◆ Stated exercise: Copy out, word for word, the stretch of the records below from the line containing "Task: locate the ginkgo" through the end of the records, and reproduce only those lines.

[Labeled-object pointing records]
————
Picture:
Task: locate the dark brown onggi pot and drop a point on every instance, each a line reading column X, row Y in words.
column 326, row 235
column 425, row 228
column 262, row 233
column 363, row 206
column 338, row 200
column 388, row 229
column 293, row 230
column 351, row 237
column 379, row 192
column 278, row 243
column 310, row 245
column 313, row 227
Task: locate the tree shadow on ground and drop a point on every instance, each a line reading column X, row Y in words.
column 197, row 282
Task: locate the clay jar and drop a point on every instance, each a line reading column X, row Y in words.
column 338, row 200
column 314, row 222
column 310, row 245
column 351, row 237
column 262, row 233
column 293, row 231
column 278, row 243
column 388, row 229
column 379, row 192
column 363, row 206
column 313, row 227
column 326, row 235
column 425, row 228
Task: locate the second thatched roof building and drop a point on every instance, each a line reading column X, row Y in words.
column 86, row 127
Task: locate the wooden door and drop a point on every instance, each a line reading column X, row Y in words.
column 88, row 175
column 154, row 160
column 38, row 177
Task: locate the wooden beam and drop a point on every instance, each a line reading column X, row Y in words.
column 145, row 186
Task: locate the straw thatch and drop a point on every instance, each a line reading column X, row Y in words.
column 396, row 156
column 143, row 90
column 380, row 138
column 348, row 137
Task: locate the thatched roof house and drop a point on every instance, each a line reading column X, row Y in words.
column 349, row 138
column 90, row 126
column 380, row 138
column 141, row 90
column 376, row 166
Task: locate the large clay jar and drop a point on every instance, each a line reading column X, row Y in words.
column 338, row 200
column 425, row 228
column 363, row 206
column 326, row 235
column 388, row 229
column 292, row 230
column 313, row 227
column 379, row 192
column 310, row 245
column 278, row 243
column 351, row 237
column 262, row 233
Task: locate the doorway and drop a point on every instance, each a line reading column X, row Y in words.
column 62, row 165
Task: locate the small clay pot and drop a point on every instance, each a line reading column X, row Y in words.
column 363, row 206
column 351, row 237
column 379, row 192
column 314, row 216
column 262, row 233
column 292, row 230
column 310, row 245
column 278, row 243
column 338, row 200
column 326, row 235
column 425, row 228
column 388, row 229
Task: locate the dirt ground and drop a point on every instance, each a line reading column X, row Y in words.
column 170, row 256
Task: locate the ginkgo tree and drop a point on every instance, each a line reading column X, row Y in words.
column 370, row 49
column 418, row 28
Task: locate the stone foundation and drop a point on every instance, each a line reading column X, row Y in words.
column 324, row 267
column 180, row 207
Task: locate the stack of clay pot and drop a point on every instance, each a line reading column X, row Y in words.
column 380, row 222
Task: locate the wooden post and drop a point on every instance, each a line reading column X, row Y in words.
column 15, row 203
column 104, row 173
————
◆ Exercise response:
Task: locate the ginkgo tree and drop a point on every instance, each a line reading column X, row Y in words.
column 370, row 49
column 418, row 28
Task: locate the stone foundation and drop a point on every instance, each a line reading column X, row Y in words.
column 324, row 267
column 180, row 207
Task: locate the stack of clay pot and drop a point on every instance, each a line reading column X, row Y in words.
column 380, row 222
Task: locate the wooden post and drop a point on every instance, each a line reading column X, row Y in words.
column 15, row 203
column 104, row 173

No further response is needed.